I remember reading something to the same effect about the quake 3 arena beta being released on mac first
Fewer devs mean fewer tools and less testing/support for the tools that do exist, which means fewer games which means smaller audiences on those platforms looking to buy them, plus it means fewer developers making games on those platforms since it’s what they use as their daily driver machine, and the cycle repeats >~>
So I don't mean this to come off as pointed, I feel like it can potentially but that's not the intent.
Are there still big reasons to try and develop native linux ports with how Proton is nowadays? Or at the very least, targeting proton compatibility rather than native linux use?
Proton is not a perfect copy of Windows and needs to be tested separately for compatibility. Not every dev does this. A handful actually do support Proton as the intended way to play on Linux but most completely ignore Wine/Proton issues.
Valve's own compatibility information gets out of date sometimes. Either a game marked working really doesn't or a game never officially tested has always worked perfectly.
DRM.
There’s also the fact that if a dev wanted to reach multiple platforms, they’d probably do both Mac and Linux. But now that Proton has taken hold as most people’s default way to play games on Linux, most devs don’t bother with ports at all, which means Mac gets stuck with absolutely NO way to play the game.
The days of buds are long gone now 
I'm also curious what's involved in making mac ports on arm now, I'm assuming it's more than "change some flags" but that's also well out of my realm of knowledge.
Apple actually released a tool very recently called the Game Porting Toolkit which helps devs answer this exact question! It shows what your game would look like when running on MacOS with no tweaks so you can see what still would need to be changed. :)
Oh nice!
I'm kinda surprised apple is doing stuff like that outside of some apple arcade specific/restricted use, given how they're pushing that lately. Because of all the things you've mentioned I just assume, from the outside, that it's extremely rare to see a game with macos compatibility if it's not coming from apple's marketplaces.
-----
### What this exercise asks
**1.** In the discussion of Linux and Mac game ports, what tool did Apple recently release for developers?
**2.** Pick up the discussion of Linux and Mac game ports after its last sentence and add a few more lines in the same voice.

### Exercise data
-----
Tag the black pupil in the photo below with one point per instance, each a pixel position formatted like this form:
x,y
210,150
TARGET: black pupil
-----
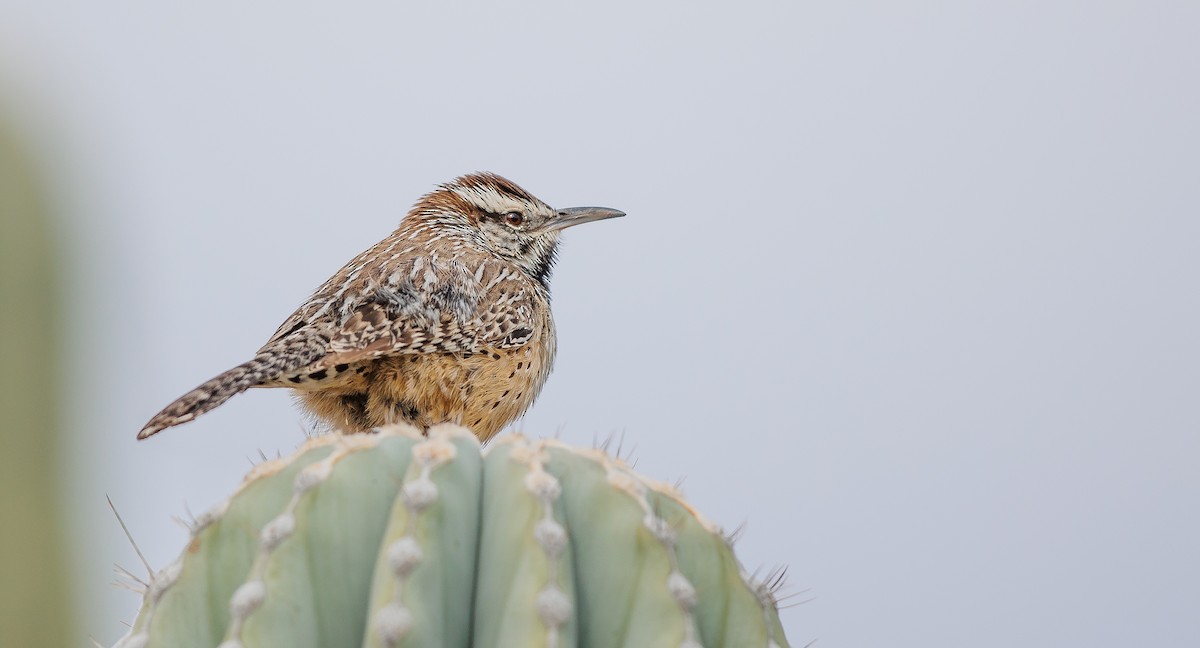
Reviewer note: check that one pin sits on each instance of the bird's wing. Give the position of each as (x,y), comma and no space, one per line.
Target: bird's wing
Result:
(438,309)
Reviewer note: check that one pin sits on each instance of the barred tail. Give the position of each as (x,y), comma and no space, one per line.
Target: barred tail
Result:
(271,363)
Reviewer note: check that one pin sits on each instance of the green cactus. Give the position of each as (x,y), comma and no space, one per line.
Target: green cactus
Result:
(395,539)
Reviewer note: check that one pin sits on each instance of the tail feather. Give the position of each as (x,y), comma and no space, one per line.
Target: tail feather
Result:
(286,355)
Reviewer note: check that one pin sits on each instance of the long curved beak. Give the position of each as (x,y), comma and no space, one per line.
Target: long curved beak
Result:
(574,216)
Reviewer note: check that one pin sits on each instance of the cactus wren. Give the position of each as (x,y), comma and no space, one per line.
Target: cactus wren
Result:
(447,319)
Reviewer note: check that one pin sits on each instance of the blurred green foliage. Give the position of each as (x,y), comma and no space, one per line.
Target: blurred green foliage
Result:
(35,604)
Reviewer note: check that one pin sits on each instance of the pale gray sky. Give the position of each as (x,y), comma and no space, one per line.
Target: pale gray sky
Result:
-----
### Expected results
**1.** The Game Porting Toolkit.

**2.**
Pretty much. Apple tried a handful of times to partner with Valve for things like VR or extended support, only for Valve to drop the ball the minute the money dried up (and put in the bare minimum when they did support things).
Now they're partnering with the likes of Kojima, CAPCOM, SEGA, etc. to directly bring games to Mac themselves, and Game Porting Toolkit is essentially Apple's answer to Proton, except you can't ship software with/for it (so it's only for testing). Though they do also provide tools to convert DirectX shaders to Metal shaders, which is in part what GPT is meant to test (since it runs this atop WINE).
"GPT" at the end here threw me for a loop for a good moment or two before I realized what it was.
They should have tools for creating multiplatform releases and call it something like the "universal environment for interpreters (UEFI)" or something
I'm curious what the workload is for "hey let's make sure it runs in proton" vs "let's do a native linux port". I imagine a lot of that depends on how the game was built.
As a user and from a wider picture view, a native linux port is for sure better. I think for anyone big enough to be looking at a game in terms of a business, it starts to become a harder sell. In that scenario I think proton is also a lot more attractive since I feel like that's basically the intended steam deck platform at this point rather than native. Might be wrong on that but those are the vibes I get. Almost just the steam deck as a platform rather than linux (despite the fact that it IS linux)
as a linux user, i don't ever want to touch windows. i don't think i'll even support properly windows for any programs i develop.
if windows users want to run my programs they can compile it themselves (or see if the untested binaries work), they can run it in wsl, or they can run linux in a liveboot.